__Page__.
Synopses & Reviews
Two novels about family life and fraudsters by one of the twentieth century's best Italian novelists.
Valentino and Saggitarius are two of Natalia Ginzburg's most celebrated works, tales of love, hope, and delusion that are full of Ginzburg's characteristic mordant humor, keen psychological insight, and unflinching moral realism. Valentino is the spoiled child of doting parents, who have no doubt that their handsome young son will prove to be a man of consequence. Nothing that Valentino does--his nights out on the town, his failed or incomplete classes--suggests there is any ground for that confidence, and Valentino's two sisters, one of whom narrates the story, view their parents and brother with a mixture of bitterness, stoicism, and bemusement. Everything becomes that much more confused when, out of the blue, Valentino finds an enterprising, wealthy, and strikingly ugly wife, who undertakes not just to support him but the whole family. Years will pass and life will slip by before the cost of this arrangement to everyone involved becomes clear.

__Supplied records__.

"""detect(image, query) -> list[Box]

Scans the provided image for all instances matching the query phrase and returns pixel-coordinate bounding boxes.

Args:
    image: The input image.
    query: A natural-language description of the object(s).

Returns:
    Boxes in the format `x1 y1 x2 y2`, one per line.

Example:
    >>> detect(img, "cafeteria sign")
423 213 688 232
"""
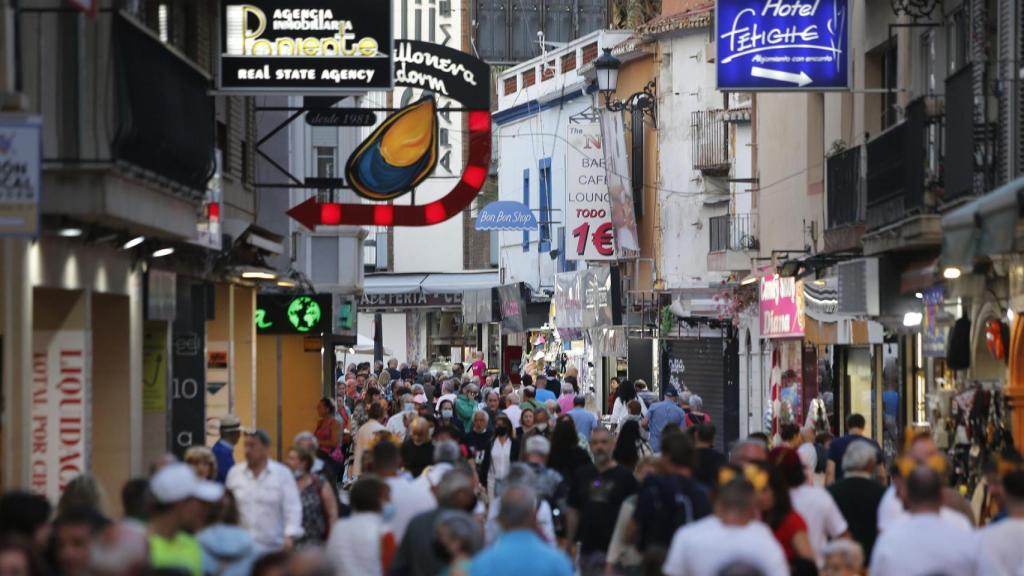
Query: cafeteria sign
218 0 393 94
715 0 850 92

__Given problem 1__.
According to the book synopsis, who narrates the story of Valentino?
__Given problem 2__.
Translate this sentence from the book synopsis into Italian: "Valentino is the spoiled child of doting parents, who have no doubt that their handsome young son will prove to be a man of consequence."
__Given problem 3__.
Pick up the book synopsis of the two Natalia Ginzburg novels after its final sentence and write the next part.

__Task output 1__.
One of Valentino's two sisters narrates the story.

__Task output 2__.
Valentino è il figlio viziato di genitori adoranti, i quali non hanno alcun dubbio che il loro bel giovane figlio si dimostrerà un uomo di una certa importanza.

__Task output 3__.
Saggitarius is another story of misplaced confidence recounted by a wary daughter, whose mother, a grass widow with time on her hands, moves from the country to the suburbs, eager to find new friends and a new occupation. Brassy, bossy, and perpetually dissatisfied, especially when it comes to her children, she strikes up a friendship with the mysterious and talented Scilla, who paints and sews elegant dresses for her beautiful red-headed daughter and gossips about her rich friends. Soon the two women are planning to open an art gallery and boutique in the center of town, if they can work out the finances and find the right place. It turns out, however, that knowing better than everyone can hide a truly desperate naivet .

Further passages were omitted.